- _Exercise description_: The exercise asks for every line of the data to be reproduced exactly.

-- BEGIN Data for this exercise --

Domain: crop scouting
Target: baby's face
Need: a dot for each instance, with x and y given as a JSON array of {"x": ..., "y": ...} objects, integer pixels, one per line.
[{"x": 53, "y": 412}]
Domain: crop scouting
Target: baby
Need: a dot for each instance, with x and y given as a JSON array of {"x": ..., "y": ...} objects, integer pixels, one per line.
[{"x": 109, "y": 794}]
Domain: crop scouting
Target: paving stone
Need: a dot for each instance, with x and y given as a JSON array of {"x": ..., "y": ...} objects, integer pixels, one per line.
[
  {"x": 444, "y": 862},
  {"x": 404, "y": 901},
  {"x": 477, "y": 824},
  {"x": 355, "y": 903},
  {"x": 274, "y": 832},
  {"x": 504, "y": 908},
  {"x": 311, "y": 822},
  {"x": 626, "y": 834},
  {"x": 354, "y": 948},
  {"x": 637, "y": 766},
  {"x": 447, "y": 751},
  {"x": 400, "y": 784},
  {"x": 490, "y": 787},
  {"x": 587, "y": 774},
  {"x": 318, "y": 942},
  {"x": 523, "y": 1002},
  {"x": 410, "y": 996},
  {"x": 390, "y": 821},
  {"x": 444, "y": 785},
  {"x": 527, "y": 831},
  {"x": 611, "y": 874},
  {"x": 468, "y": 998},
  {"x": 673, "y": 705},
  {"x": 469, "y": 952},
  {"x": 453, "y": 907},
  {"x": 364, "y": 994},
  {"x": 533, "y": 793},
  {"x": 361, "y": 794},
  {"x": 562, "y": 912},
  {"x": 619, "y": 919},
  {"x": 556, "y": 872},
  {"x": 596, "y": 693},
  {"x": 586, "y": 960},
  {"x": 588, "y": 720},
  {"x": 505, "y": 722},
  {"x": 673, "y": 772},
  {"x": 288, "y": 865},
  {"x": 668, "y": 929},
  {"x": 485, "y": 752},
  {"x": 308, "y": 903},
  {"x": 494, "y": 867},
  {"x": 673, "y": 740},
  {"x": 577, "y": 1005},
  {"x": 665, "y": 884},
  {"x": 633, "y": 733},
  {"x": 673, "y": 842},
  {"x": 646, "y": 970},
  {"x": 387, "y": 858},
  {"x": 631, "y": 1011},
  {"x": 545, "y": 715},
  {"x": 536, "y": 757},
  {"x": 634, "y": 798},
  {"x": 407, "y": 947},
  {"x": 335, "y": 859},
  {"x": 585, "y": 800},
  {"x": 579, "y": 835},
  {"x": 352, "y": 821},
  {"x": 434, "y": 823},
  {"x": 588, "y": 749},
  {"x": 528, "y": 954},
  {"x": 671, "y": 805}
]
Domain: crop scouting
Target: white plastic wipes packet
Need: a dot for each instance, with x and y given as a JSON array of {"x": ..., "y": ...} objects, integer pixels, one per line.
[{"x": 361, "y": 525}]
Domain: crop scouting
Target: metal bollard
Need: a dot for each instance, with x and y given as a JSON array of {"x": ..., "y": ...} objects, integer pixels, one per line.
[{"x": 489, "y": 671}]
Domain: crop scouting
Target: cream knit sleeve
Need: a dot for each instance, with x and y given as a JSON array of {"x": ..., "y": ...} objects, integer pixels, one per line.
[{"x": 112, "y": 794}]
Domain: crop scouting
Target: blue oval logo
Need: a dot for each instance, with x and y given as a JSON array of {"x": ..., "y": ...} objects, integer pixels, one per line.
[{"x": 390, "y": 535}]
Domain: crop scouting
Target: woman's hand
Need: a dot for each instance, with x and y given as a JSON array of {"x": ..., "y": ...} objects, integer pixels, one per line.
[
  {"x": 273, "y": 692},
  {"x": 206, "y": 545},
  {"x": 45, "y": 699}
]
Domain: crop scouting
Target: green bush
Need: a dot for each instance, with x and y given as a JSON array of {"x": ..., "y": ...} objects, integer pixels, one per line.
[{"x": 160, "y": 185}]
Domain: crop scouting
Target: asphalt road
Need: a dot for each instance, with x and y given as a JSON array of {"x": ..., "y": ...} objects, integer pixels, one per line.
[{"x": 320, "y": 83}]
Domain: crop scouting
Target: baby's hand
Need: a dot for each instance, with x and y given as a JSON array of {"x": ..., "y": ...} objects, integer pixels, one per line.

-- END Data for this exercise --

- _Finished answer_:
Domain: crop scouting
Target: baby's face
Need: a dot for each instance, with x and y given as a JSON array of {"x": ..., "y": ...} objects, integer pixels, one per line.
[{"x": 53, "y": 412}]
Domain: crop scouting
Target: baby
Need: a dot for each instance, with x and y given as a JSON array of {"x": ..., "y": ...} objects, integer pixels, one per line.
[{"x": 109, "y": 794}]
Domain: crop scouting
Target: paving stone
Need: a dot for each instance, with x and y given as a JSON array of {"x": ..., "y": ...} objects, integer pixels, one per line.
[
  {"x": 444, "y": 862},
  {"x": 404, "y": 901},
  {"x": 477, "y": 824},
  {"x": 355, "y": 903},
  {"x": 274, "y": 832},
  {"x": 504, "y": 908},
  {"x": 311, "y": 822},
  {"x": 626, "y": 834},
  {"x": 354, "y": 948},
  {"x": 637, "y": 766},
  {"x": 447, "y": 751},
  {"x": 400, "y": 784},
  {"x": 490, "y": 787},
  {"x": 587, "y": 774},
  {"x": 318, "y": 942},
  {"x": 523, "y": 1002},
  {"x": 410, "y": 996},
  {"x": 390, "y": 821},
  {"x": 444, "y": 785},
  {"x": 527, "y": 831},
  {"x": 611, "y": 874},
  {"x": 468, "y": 998},
  {"x": 673, "y": 705},
  {"x": 469, "y": 952},
  {"x": 453, "y": 907},
  {"x": 364, "y": 994},
  {"x": 533, "y": 793},
  {"x": 361, "y": 794},
  {"x": 562, "y": 912},
  {"x": 619, "y": 919},
  {"x": 556, "y": 872},
  {"x": 596, "y": 693},
  {"x": 586, "y": 960},
  {"x": 588, "y": 720},
  {"x": 505, "y": 722},
  {"x": 673, "y": 772},
  {"x": 288, "y": 865},
  {"x": 668, "y": 929},
  {"x": 485, "y": 752},
  {"x": 308, "y": 903},
  {"x": 494, "y": 867},
  {"x": 673, "y": 740},
  {"x": 577, "y": 1005},
  {"x": 665, "y": 884},
  {"x": 633, "y": 733},
  {"x": 673, "y": 842},
  {"x": 646, "y": 970},
  {"x": 387, "y": 858},
  {"x": 631, "y": 1011},
  {"x": 545, "y": 715},
  {"x": 536, "y": 757},
  {"x": 634, "y": 798},
  {"x": 407, "y": 947},
  {"x": 335, "y": 859},
  {"x": 585, "y": 800},
  {"x": 579, "y": 835},
  {"x": 352, "y": 821},
  {"x": 434, "y": 823},
  {"x": 588, "y": 749},
  {"x": 528, "y": 954},
  {"x": 671, "y": 805}
]
Domain: crop scouting
Target: white plastic wipes packet
Need: a dot for each instance, with x and y given as a JSON array of {"x": ..., "y": ...} objects, integer pixels, one per line.
[{"x": 361, "y": 525}]
Domain: crop scouting
Target: metal bollard
Need: a dot for each instance, with x and y given as a JSON array of {"x": ..., "y": ...} objects, integer pixels, one per line.
[{"x": 489, "y": 671}]
Domain: crop scouting
Target: cream knit sleeve
Need: a dot for each instance, with x and y given as a JSON array of {"x": ..., "y": ...} objects, integer pixels, one per line.
[{"x": 112, "y": 794}]
Domain: crop scouting
Target: blue oval logo
Need: a dot for each instance, with x and y given as a JSON array of {"x": ..., "y": ...} objects, integer pixels, one per line.
[{"x": 390, "y": 535}]
Domain: crop scouting
Target: woman's hand
Need: a dot for each instance, with x and y given as a JSON array of {"x": ..., "y": ...} objects, integer pixels, one per line.
[
  {"x": 273, "y": 692},
  {"x": 206, "y": 545},
  {"x": 45, "y": 699}
]
Domain: crop scouting
Target: green bush
Need: a dot for each instance, with x and y given as a JSON array of {"x": ..., "y": ...} objects, integer pixels, one per line.
[{"x": 160, "y": 185}]
Domain: crop scouting
Target: asphalt road
Need: a dot for each instance, with x and y given as a JSON array of {"x": ..., "y": ...} objects, integer pixels, one per line.
[{"x": 320, "y": 83}]
Domain: crop scouting
Target: baby's hand
Need: a dot for each instance, with x and y given as a JSON array of {"x": ..., "y": ...} objects, integer pixels, one per line.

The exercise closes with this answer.